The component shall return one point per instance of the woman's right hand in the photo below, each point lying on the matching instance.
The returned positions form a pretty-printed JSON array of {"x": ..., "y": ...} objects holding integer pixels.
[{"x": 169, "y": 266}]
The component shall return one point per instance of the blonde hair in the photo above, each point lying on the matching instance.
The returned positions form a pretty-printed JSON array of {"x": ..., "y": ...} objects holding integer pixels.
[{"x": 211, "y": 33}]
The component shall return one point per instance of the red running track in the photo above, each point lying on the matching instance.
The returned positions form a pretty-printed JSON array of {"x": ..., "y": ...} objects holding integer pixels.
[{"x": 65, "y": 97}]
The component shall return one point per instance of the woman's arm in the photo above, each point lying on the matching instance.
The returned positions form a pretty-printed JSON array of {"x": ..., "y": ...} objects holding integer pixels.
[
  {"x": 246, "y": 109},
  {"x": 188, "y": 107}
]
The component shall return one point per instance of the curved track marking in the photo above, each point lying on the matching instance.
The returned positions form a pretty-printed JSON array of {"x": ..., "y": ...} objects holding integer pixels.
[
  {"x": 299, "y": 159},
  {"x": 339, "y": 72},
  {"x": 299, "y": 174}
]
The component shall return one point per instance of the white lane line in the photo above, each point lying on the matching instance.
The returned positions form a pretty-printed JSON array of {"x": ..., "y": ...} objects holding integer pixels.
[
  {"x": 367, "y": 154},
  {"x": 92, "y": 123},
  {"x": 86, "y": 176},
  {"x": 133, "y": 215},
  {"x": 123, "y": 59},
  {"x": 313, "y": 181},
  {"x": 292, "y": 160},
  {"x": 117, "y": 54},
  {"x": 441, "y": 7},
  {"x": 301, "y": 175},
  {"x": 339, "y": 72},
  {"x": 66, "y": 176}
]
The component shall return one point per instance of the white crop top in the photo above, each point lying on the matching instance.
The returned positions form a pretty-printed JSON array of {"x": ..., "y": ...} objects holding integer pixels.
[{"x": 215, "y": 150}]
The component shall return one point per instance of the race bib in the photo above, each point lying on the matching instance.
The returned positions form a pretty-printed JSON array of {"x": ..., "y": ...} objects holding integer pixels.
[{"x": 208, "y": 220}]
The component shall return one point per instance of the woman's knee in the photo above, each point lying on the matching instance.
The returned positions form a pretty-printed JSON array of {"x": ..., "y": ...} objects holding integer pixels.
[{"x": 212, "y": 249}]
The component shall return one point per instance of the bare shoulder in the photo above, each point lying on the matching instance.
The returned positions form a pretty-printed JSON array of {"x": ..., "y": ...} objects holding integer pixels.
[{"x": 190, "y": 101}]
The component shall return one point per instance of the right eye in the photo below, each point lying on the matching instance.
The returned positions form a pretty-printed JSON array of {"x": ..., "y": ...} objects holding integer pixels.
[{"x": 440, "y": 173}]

::::::::

**STATED GOAL:**
Copy every one of the records above word for word, changing nothing.

**ANSWER TO THE EXERCISE:**
The component shall return one point per instance of the woman's right hand in the photo below, each point lying on the matching instance.
The returned positions form a pretty-printed JSON array of {"x": ..., "y": ...} objects holding integer pixels.
[{"x": 169, "y": 266}]
The component shall return one point per instance of the blonde hair in the photo above, each point lying on the matching instance.
The returned positions form a pretty-printed JSON array of {"x": ..., "y": ...} objects holding integer pixels.
[{"x": 211, "y": 33}]
The component shall return one point per instance of the red running track in the photo above, each point lying on the matching instance.
The returned positions form a pretty-printed JSON array of {"x": ..., "y": ...} objects holding integer pixels.
[{"x": 65, "y": 97}]
The component shall return one point per instance of the woman's arm in the photo above, each point lying on the matching instance.
The returned positions form a pretty-printed JSON array of {"x": ..., "y": ...} objects holding integer pixels.
[
  {"x": 246, "y": 109},
  {"x": 188, "y": 107}
]
The component shall return one point per instance of the curved track marking in the photo above, each point lying on the matching instance.
The returned positions form a pretty-printed JSON array of {"x": ..., "y": ...} objects holding integer pixels.
[
  {"x": 299, "y": 159},
  {"x": 339, "y": 72},
  {"x": 299, "y": 174}
]
The component shall return one point per instance of the white lane line in the photo above, each point lying on the matching instance.
The returned positions form a pretty-printed JSON array of {"x": ..., "y": ...} objects holding integer pixels.
[
  {"x": 367, "y": 154},
  {"x": 92, "y": 123},
  {"x": 86, "y": 176},
  {"x": 133, "y": 215},
  {"x": 123, "y": 59},
  {"x": 313, "y": 181},
  {"x": 292, "y": 160},
  {"x": 117, "y": 54},
  {"x": 441, "y": 7},
  {"x": 301, "y": 175},
  {"x": 339, "y": 72},
  {"x": 66, "y": 176}
]
The component shall return one point per instance of the white crop top in the photo above, each point lying on the matching instance.
The returned positions form a pretty-printed JSON array of {"x": ..., "y": ...} objects holding integer pixels.
[{"x": 215, "y": 150}]
The component shall return one point per instance of the race bib in the photo above, each point lying on the matching instance.
The returned positions form a pretty-printed JSON array of {"x": ..., "y": ...} objects holding integer pixels.
[{"x": 208, "y": 220}]
The component shall return one point per instance of the woman's knee in the photo above, each point lying on the matching instance.
The returned positions form a pretty-printed JSON array of {"x": ..., "y": ...} objects holding integer pixels.
[{"x": 212, "y": 249}]
The component shall return one point per instance of the bare shoulder in the photo above, each point lying on the matching instance.
The returned positions form a pretty-printed JSON array of {"x": ..., "y": ...} objects holding integer pixels.
[{"x": 190, "y": 101}]
The component shall return one point per instance of the right eye in the photo below, each point lying on the matching instance.
The returned positions form a pretty-printed JSON array of {"x": ..., "y": ...} objects holding integer pixels.
[{"x": 440, "y": 173}]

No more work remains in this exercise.